#### [Exercise brief]
Rewrite the lines of the material below, from the line containing "Practice step: pick out every instance of the grassy" through the line containing "[(73, 21), (374, 20), (74, 280), (374, 280), (213, 152)]", both included, as a JSON list of strings with one string per line. Skip blank lines and leave the pictures out.

(Data records)
────────────────────
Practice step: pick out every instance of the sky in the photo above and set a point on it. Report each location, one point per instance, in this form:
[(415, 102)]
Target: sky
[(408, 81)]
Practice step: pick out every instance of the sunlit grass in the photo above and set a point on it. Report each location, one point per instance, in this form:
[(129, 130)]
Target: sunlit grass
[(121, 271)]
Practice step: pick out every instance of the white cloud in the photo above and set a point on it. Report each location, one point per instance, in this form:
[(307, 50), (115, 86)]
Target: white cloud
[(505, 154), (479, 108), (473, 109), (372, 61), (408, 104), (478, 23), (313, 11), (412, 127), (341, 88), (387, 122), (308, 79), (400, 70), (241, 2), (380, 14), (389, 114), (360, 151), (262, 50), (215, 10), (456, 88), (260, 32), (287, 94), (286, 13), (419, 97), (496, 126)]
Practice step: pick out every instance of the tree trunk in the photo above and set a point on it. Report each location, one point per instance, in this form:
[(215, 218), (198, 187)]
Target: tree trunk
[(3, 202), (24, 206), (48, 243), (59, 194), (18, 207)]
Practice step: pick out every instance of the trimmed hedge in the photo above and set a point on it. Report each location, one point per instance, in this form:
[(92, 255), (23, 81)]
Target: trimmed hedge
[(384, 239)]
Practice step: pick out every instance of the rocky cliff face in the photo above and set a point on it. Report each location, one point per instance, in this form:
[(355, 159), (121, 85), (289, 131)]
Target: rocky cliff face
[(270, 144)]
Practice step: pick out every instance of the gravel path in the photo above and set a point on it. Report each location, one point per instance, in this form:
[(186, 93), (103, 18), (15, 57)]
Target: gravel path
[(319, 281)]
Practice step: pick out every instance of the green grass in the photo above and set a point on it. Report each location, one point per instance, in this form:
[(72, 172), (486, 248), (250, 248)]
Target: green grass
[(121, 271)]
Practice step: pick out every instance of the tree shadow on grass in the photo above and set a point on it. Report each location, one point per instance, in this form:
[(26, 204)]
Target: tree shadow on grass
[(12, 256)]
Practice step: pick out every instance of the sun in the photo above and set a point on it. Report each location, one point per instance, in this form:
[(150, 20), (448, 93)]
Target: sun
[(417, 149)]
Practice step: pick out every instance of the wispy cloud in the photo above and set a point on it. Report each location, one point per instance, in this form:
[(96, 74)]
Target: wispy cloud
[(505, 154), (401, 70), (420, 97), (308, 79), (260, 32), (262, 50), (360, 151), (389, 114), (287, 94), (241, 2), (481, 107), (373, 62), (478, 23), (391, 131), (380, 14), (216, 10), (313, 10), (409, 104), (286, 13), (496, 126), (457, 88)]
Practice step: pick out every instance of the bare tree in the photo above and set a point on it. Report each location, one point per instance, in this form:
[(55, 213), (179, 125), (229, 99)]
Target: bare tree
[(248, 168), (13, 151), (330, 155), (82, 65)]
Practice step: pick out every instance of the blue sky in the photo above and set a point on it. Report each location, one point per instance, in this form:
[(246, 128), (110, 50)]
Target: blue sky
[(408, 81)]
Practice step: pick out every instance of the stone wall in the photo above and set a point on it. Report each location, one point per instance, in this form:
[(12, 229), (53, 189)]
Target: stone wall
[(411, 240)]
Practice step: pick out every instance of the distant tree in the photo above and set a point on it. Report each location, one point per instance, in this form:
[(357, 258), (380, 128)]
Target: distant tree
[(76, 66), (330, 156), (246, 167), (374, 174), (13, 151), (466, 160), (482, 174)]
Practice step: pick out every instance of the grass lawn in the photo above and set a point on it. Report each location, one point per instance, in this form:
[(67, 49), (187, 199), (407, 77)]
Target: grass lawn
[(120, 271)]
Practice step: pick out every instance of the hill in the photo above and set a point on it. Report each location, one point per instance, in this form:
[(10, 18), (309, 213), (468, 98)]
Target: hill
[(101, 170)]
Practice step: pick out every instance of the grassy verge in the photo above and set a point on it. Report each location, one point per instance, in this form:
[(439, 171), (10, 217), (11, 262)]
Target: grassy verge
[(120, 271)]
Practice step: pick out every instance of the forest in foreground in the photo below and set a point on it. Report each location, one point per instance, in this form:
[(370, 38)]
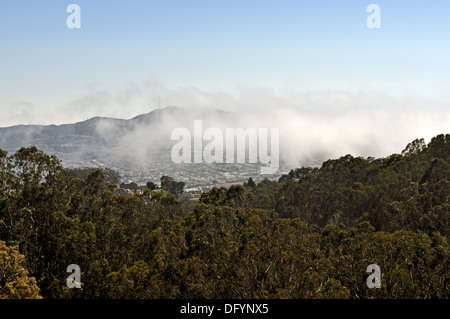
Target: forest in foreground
[(311, 234)]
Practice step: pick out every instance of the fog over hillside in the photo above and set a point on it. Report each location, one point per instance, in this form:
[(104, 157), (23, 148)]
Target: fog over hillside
[(313, 126)]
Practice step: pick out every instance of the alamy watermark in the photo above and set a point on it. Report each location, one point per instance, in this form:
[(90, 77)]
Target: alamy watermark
[(73, 21), (374, 20), (74, 280), (374, 280), (213, 152)]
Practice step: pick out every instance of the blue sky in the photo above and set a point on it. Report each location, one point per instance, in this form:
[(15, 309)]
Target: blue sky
[(216, 46)]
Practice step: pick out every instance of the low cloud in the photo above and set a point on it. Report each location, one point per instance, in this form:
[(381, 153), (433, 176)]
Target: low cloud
[(313, 124)]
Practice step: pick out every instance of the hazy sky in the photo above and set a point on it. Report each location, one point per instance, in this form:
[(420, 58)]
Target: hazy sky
[(254, 55)]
────────────────────
#### [The output]
[
  "Practice step: pick out every instance of the grassy verge in the photo above and set a point on it. Report each location, one point per instance, in this form:",
  "[(439, 171), (10, 217), (11, 262)]",
  "Target: grassy verge",
  "[(120, 271)]",
  "Practice step: pick out every instance of the forest in foreground in the photo below and set a point on it. Report each location, one point per instance, in this form:",
  "[(370, 38)]",
  "Target: forest in foreground",
  "[(311, 234)]",
  "Practice step: pick out every instance of the fog over hillside in the photo above and set a point on it. Report each location, one point per instance, in this form:",
  "[(104, 157), (23, 148)]",
  "Target: fog over hillside",
  "[(313, 126)]",
  "Practice step: pick out every instance of the alamy watermark in the photo above and set a point on it. Report each location, one point per instance, in this form:",
  "[(90, 77)]",
  "Target: alamy watermark",
  "[(73, 21), (374, 20), (74, 280), (374, 280), (213, 152)]"
]